*Problem to work on*. Please copy each line of the records below that includes the word "number".

Natural language region descriptions:
= = = =

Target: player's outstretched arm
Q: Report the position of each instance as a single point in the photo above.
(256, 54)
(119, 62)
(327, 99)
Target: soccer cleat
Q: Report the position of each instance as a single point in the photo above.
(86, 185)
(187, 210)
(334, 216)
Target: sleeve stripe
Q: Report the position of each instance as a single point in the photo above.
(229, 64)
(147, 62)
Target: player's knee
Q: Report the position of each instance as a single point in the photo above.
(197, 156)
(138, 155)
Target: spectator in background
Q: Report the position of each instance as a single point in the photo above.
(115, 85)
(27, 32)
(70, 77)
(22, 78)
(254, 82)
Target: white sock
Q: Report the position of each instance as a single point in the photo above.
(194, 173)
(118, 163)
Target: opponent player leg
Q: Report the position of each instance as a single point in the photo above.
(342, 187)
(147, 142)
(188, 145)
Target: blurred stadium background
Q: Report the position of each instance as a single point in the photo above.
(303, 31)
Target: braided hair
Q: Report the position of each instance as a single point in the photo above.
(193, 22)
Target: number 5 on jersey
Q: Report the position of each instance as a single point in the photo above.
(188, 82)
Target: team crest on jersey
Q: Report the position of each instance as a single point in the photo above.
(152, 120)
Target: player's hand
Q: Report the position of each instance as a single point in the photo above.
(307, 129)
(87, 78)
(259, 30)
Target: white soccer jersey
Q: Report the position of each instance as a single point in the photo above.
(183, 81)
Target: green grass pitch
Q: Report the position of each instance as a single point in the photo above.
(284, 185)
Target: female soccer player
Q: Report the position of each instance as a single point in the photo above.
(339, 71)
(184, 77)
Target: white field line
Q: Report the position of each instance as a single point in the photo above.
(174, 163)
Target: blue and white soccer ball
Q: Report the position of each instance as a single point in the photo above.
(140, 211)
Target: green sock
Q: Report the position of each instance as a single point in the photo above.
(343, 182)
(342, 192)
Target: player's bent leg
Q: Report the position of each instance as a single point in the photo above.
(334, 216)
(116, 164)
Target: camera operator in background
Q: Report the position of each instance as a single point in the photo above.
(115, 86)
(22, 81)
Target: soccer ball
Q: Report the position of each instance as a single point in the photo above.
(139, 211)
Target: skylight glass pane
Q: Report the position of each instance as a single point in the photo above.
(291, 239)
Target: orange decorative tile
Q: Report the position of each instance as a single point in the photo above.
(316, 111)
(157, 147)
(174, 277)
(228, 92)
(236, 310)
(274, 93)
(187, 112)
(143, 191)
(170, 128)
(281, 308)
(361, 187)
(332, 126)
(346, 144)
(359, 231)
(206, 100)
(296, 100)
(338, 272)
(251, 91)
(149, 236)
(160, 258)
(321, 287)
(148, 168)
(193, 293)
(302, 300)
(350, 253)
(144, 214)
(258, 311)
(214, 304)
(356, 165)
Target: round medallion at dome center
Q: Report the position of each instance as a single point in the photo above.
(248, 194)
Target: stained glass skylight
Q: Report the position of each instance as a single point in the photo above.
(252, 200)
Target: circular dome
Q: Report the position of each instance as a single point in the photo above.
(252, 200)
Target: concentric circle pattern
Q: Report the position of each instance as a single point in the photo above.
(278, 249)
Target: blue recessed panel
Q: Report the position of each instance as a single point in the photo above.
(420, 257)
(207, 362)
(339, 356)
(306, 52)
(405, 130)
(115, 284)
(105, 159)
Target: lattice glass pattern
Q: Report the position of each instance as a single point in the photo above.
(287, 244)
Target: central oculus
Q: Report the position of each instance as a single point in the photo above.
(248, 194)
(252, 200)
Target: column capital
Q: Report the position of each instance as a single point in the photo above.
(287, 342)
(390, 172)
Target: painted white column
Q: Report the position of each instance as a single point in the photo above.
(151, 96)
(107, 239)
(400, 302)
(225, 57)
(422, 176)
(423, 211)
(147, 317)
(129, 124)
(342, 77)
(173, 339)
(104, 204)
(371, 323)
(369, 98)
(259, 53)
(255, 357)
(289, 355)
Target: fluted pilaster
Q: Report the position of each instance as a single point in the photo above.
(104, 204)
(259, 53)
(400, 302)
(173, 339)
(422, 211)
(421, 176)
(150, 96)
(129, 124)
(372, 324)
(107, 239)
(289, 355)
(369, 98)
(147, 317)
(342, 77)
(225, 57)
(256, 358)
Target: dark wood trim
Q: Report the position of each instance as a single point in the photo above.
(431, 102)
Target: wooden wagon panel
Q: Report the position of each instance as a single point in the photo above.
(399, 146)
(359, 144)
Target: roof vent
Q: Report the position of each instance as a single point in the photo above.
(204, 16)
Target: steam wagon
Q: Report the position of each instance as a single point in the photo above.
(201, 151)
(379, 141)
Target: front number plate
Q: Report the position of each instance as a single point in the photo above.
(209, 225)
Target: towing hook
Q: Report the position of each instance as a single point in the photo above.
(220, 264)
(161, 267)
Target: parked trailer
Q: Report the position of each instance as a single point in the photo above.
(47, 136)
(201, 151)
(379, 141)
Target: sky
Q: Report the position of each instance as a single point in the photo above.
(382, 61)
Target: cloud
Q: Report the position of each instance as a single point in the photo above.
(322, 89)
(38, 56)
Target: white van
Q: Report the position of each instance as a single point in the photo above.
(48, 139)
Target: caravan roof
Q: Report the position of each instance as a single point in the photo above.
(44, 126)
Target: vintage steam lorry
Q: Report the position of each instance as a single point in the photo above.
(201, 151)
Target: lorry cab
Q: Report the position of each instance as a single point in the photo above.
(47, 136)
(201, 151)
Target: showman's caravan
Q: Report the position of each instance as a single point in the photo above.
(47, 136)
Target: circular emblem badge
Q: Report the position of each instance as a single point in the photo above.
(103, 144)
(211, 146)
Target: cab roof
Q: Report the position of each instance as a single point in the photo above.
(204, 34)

= = = =

*Your solution*.
Target: number 5 on jersey
Target: front number plate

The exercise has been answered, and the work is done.